■ Task details:
Return every entry below without altering a word.

■ The data:
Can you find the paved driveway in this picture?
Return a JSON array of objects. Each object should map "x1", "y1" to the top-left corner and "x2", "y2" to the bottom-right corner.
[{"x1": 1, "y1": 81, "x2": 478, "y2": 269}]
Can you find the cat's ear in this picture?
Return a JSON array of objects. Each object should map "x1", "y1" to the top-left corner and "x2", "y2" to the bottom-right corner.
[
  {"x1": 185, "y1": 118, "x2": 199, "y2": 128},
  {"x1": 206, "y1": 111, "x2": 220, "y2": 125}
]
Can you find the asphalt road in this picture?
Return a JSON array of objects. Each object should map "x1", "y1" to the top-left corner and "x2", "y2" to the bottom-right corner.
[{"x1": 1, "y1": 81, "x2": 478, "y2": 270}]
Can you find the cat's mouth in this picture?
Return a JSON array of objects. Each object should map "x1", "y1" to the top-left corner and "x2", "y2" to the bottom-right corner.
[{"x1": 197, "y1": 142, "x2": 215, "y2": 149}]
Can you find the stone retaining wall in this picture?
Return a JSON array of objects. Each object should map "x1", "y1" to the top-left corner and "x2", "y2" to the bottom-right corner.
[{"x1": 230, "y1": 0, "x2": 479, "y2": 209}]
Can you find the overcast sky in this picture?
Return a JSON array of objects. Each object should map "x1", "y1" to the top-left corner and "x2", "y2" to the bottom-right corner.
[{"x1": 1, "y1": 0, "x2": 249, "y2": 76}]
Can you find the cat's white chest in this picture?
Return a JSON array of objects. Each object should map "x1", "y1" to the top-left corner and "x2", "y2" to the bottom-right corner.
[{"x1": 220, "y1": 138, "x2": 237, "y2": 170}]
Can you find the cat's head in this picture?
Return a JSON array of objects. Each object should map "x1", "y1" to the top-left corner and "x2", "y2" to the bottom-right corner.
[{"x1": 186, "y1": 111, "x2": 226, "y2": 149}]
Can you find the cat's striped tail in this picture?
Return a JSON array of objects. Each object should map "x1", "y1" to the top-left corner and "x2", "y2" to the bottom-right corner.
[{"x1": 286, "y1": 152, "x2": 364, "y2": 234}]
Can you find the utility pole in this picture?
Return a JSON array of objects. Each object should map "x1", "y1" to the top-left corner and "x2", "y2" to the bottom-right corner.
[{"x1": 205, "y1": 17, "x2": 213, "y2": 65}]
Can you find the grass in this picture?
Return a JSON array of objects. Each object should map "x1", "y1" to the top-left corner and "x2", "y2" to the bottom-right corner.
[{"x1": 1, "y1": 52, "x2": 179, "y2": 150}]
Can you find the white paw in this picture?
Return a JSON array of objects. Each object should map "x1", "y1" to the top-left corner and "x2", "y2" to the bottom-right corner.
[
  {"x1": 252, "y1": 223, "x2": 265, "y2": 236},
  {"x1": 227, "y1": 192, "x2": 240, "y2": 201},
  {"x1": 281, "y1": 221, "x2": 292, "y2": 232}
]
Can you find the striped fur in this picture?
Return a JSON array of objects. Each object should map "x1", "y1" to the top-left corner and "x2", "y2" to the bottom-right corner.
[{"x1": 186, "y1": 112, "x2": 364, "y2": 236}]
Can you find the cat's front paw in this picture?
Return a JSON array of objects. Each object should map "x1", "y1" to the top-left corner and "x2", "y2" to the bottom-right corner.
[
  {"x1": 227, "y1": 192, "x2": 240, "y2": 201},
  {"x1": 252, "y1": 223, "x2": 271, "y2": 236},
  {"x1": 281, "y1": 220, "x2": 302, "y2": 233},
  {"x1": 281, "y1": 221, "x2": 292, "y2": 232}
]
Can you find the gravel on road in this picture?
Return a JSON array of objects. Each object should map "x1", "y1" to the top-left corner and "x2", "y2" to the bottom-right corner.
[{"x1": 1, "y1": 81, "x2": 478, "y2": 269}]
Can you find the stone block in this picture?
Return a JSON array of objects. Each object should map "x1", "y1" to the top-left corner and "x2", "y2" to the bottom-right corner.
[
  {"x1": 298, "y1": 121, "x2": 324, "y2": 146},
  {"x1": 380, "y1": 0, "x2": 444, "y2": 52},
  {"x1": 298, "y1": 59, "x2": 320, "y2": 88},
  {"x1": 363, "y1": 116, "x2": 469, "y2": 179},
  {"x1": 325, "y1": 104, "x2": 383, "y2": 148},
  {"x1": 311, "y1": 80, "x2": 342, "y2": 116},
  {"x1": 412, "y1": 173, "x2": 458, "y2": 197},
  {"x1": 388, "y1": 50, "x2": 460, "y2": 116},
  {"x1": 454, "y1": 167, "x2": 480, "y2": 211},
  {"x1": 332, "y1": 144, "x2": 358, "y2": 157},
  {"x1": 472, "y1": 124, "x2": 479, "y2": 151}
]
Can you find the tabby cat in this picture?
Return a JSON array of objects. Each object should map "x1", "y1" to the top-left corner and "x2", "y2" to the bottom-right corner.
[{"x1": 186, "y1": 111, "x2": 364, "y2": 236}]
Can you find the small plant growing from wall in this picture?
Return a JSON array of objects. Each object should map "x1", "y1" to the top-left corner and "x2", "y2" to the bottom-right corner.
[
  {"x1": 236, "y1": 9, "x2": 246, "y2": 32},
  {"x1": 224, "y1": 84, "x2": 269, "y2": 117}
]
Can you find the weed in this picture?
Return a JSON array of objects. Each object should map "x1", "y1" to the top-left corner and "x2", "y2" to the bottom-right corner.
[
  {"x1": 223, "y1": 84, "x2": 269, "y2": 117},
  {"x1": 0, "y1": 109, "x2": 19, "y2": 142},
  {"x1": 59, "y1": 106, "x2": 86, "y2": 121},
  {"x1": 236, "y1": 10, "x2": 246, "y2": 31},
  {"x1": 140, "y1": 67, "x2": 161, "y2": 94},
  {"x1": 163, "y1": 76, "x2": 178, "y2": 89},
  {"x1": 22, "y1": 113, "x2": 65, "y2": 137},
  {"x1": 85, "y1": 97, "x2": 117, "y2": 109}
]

■ The completed task:
Can you find the paved driveway in this picture?
Return a JSON array of objects. Each object should map "x1", "y1" to the top-left corner and "x2", "y2" to the bottom-right corner.
[{"x1": 1, "y1": 81, "x2": 478, "y2": 269}]
Can you find the cat's ear in this picture?
Return a JSON array of objects. Each object should map "x1", "y1" to the top-left corner and "x2", "y2" to the bottom-right corner.
[
  {"x1": 185, "y1": 118, "x2": 199, "y2": 128},
  {"x1": 206, "y1": 111, "x2": 220, "y2": 125}
]
Can you find the asphalt road in this picture?
Return a JSON array of objects. Each object should map "x1", "y1" to the top-left corner and "x2", "y2" to the bottom-right corner.
[{"x1": 1, "y1": 81, "x2": 478, "y2": 270}]
Can you find the cat's mouth in this picture?
Return a JSON array of objects. Each object should map "x1", "y1" to the top-left corner and "x2", "y2" to the bottom-right corner.
[{"x1": 197, "y1": 142, "x2": 215, "y2": 149}]
Can you find the stone retaining wall in this picture?
Return a JSON array of objects. Each object should map "x1", "y1" to the top-left corner and "x2", "y2" to the bottom-right corner.
[{"x1": 230, "y1": 0, "x2": 479, "y2": 209}]
Can you find the overcast sky in this picture?
Return a JSON array of objects. Each object should map "x1", "y1" to the top-left corner and "x2", "y2" to the bottom-right corner.
[{"x1": 1, "y1": 0, "x2": 249, "y2": 76}]
Can you find the cat's white chest in this picture?
Return a JSON array of objects. Each object should map "x1", "y1" to the top-left corner and "x2", "y2" to the bottom-right corner.
[{"x1": 220, "y1": 138, "x2": 237, "y2": 170}]
Can you find the cat's head in this picture?
Return a JSON array of objects. Each object should map "x1", "y1" to the top-left corner and "x2", "y2" to the bottom-right corner.
[{"x1": 186, "y1": 111, "x2": 226, "y2": 149}]
Can you find the cat's striped tail in this picture?
Return a JSON array of objects. Each object should map "x1", "y1" to the top-left corner and "x2", "y2" to the bottom-right corner.
[{"x1": 286, "y1": 152, "x2": 364, "y2": 234}]
Can you find the utility pole in this picture?
Return a JSON array of objects. Each object should map "x1", "y1" to the top-left corner and "x2", "y2" to the bottom-right corner.
[{"x1": 205, "y1": 17, "x2": 213, "y2": 65}]
Can you find the grass in this picture?
Return a JSON array of objects. Each object should map "x1", "y1" to the top-left corner and "x2", "y2" to the bottom-right corner.
[{"x1": 1, "y1": 52, "x2": 179, "y2": 150}]
Can you find the white paw in this picture?
Return a JSON array of objects. Each object should map "x1", "y1" to the top-left corner and "x2", "y2" to the bottom-right corner.
[
  {"x1": 252, "y1": 223, "x2": 265, "y2": 236},
  {"x1": 227, "y1": 192, "x2": 240, "y2": 201},
  {"x1": 281, "y1": 221, "x2": 292, "y2": 232}
]
Can you find the striped fur in this picture?
Return a JSON array of objects. Each object should map "x1", "y1" to the top-left corner and "x2", "y2" to the bottom-right corner.
[{"x1": 186, "y1": 112, "x2": 364, "y2": 236}]
Can you find the cat's front paw in this picture?
Return a JSON array of objects. Each object should map "x1", "y1" to the top-left corner and "x2", "y2" to the bottom-right corner.
[
  {"x1": 227, "y1": 192, "x2": 240, "y2": 201},
  {"x1": 252, "y1": 223, "x2": 271, "y2": 236},
  {"x1": 281, "y1": 220, "x2": 302, "y2": 233},
  {"x1": 281, "y1": 221, "x2": 292, "y2": 232}
]
Can you find the gravel on road in this picture?
Return a JSON array of objects. Each object should map "x1", "y1" to the top-left corner and "x2", "y2" to the bottom-right corner.
[{"x1": 1, "y1": 81, "x2": 478, "y2": 269}]
Can you find the stone block in this picture?
Return a JSON array of objects. Each object should map "x1", "y1" to the top-left corner and "x2", "y2" to the bottom-right corner.
[
  {"x1": 298, "y1": 121, "x2": 324, "y2": 146},
  {"x1": 380, "y1": 0, "x2": 444, "y2": 52},
  {"x1": 298, "y1": 59, "x2": 320, "y2": 88},
  {"x1": 363, "y1": 116, "x2": 469, "y2": 179},
  {"x1": 325, "y1": 104, "x2": 383, "y2": 148},
  {"x1": 311, "y1": 80, "x2": 342, "y2": 116},
  {"x1": 412, "y1": 173, "x2": 458, "y2": 197},
  {"x1": 388, "y1": 50, "x2": 460, "y2": 116},
  {"x1": 454, "y1": 167, "x2": 480, "y2": 211},
  {"x1": 332, "y1": 144, "x2": 358, "y2": 157},
  {"x1": 472, "y1": 124, "x2": 479, "y2": 151}
]
Can you find the tabby cat in this picture?
Return a JSON array of objects. Each object should map "x1", "y1" to the top-left corner and "x2", "y2" to the bottom-right corner.
[{"x1": 186, "y1": 111, "x2": 364, "y2": 236}]
Can you find the small plant growing from wall in this picture?
Return a JSON array of objects. Each object should map "x1", "y1" to the top-left corner and "x2", "y2" to the bottom-right corner.
[
  {"x1": 236, "y1": 9, "x2": 246, "y2": 32},
  {"x1": 224, "y1": 84, "x2": 269, "y2": 117}
]
Can you find the weed in this picture?
Return a JSON array of objects. Each object should map "x1", "y1" to the top-left corner and "x2", "y2" to the bottom-right corner.
[
  {"x1": 223, "y1": 84, "x2": 269, "y2": 117},
  {"x1": 0, "y1": 109, "x2": 19, "y2": 142},
  {"x1": 59, "y1": 106, "x2": 86, "y2": 121},
  {"x1": 236, "y1": 10, "x2": 246, "y2": 31},
  {"x1": 140, "y1": 67, "x2": 161, "y2": 94},
  {"x1": 163, "y1": 76, "x2": 178, "y2": 89},
  {"x1": 22, "y1": 113, "x2": 65, "y2": 137},
  {"x1": 85, "y1": 97, "x2": 117, "y2": 109}
]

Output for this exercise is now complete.